When the line containing "Place one point per instance of the red roof" appears in the listing below, set it down along with each later line through the end, exactly as written, and nothing before it.

+++ RECORDS FOR PROCESSING +++

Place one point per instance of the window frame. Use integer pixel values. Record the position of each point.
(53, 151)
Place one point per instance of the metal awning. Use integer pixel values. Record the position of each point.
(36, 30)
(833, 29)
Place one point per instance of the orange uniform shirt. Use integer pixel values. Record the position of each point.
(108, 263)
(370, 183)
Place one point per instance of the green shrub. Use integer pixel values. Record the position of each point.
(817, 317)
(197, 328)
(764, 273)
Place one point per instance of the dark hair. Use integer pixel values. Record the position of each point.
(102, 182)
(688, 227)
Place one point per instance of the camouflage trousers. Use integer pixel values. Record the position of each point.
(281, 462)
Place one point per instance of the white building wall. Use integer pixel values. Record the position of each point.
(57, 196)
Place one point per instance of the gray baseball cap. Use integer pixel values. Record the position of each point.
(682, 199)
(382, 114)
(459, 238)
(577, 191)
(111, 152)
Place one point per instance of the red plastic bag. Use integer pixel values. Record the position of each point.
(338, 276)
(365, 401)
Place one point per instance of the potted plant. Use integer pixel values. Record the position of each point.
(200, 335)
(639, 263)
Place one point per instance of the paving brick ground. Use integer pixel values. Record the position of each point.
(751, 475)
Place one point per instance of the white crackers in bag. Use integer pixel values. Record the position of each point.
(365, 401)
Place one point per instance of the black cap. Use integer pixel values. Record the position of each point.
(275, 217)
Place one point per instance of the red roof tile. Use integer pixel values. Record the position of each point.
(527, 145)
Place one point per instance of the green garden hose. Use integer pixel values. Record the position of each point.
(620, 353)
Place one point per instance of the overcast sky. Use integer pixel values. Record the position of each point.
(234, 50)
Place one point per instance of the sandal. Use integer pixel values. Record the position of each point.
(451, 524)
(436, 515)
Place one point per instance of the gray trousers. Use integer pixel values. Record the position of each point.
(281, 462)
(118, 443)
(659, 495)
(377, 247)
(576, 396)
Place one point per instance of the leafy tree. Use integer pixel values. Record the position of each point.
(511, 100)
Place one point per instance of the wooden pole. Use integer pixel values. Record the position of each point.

+++

| TASK SOLUTION |
Place one point per instance of the red roof tile. Use integer pixel values. Record the position of each point.
(527, 145)
Place one point per instance of the green garden hose. Use integer pixel values. Record the position of each point.
(620, 353)
Place one point per instance of the overcast sky. Use integer pixel values. Record the position of each point.
(234, 50)
Place one point per instance of the sandal. Use integer pixel values. Record the position of each point.
(451, 524)
(436, 515)
Place one point per instance of the gray trousers. Use integer pixel values. Record the position of each point.
(281, 462)
(118, 443)
(659, 495)
(377, 247)
(576, 396)
Place one point per instance of the leafy tree. Use integer pixel values. Record the position of each point.
(511, 100)
Place one point per instance of the wooden pole. Use integer pixel values. Record the position of each point.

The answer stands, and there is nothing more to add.